[Items from a data source]
>>>>

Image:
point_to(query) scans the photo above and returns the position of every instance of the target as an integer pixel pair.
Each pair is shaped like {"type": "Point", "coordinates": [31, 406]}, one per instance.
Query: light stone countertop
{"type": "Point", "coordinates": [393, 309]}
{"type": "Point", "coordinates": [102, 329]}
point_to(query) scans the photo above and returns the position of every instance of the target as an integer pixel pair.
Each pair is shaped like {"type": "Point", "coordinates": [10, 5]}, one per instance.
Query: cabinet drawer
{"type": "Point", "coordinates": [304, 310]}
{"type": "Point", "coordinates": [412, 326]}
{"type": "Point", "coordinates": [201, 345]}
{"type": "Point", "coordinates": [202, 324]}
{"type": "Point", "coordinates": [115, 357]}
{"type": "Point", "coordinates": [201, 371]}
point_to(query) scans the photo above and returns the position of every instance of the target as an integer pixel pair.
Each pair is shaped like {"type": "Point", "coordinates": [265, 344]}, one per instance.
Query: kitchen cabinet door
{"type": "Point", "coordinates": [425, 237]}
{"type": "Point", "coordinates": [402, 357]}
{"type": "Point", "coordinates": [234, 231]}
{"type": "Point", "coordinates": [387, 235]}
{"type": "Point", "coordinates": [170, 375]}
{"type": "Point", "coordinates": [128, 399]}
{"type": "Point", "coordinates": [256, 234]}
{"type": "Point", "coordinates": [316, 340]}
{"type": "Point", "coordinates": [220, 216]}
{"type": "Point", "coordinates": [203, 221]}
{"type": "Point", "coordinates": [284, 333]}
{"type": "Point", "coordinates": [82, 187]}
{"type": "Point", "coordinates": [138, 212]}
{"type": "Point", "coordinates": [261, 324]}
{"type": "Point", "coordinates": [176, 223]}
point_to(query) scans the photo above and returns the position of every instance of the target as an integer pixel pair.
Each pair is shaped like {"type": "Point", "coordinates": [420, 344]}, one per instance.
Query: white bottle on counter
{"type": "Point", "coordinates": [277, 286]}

<<<<

- TASK INSTRUCTIONS
Restate the records above word for word.

- ANSWER BOX
Image:
point_to(query) scans the photo above and returns the position of every instance of the target as an integer pixel pair.
Each pair is shaped like {"type": "Point", "coordinates": [31, 406]}, one per instance.
Query: light stone countertop
{"type": "Point", "coordinates": [393, 309]}
{"type": "Point", "coordinates": [102, 329]}
point_to(query) scans the photo above and returns the position of every instance of the target as an integer pixel pair.
Each pair is shaped like {"type": "Point", "coordinates": [10, 5]}, one per instance.
Query: cabinet drawer
{"type": "Point", "coordinates": [304, 310]}
{"type": "Point", "coordinates": [412, 326]}
{"type": "Point", "coordinates": [201, 345]}
{"type": "Point", "coordinates": [202, 324]}
{"type": "Point", "coordinates": [115, 357]}
{"type": "Point", "coordinates": [201, 371]}
point_to(query) scans the photo above and returns the position of every instance of the target as an integer pixel pair.
Each pair is shaped like {"type": "Point", "coordinates": [265, 344]}, one per instance.
Query: kitchen cabinet door
{"type": "Point", "coordinates": [425, 237]}
{"type": "Point", "coordinates": [402, 357]}
{"type": "Point", "coordinates": [234, 231]}
{"type": "Point", "coordinates": [387, 235]}
{"type": "Point", "coordinates": [170, 375]}
{"type": "Point", "coordinates": [128, 399]}
{"type": "Point", "coordinates": [256, 234]}
{"type": "Point", "coordinates": [316, 340]}
{"type": "Point", "coordinates": [220, 216]}
{"type": "Point", "coordinates": [203, 221]}
{"type": "Point", "coordinates": [284, 333]}
{"type": "Point", "coordinates": [82, 187]}
{"type": "Point", "coordinates": [138, 212]}
{"type": "Point", "coordinates": [261, 324]}
{"type": "Point", "coordinates": [176, 223]}
point_to(query) scans the photo above and returns the position of every instance of the target as an integer pixel pair.
Each pair is shaped like {"type": "Point", "coordinates": [420, 344]}, one per instance.
Query: white bottle on counter
{"type": "Point", "coordinates": [277, 286]}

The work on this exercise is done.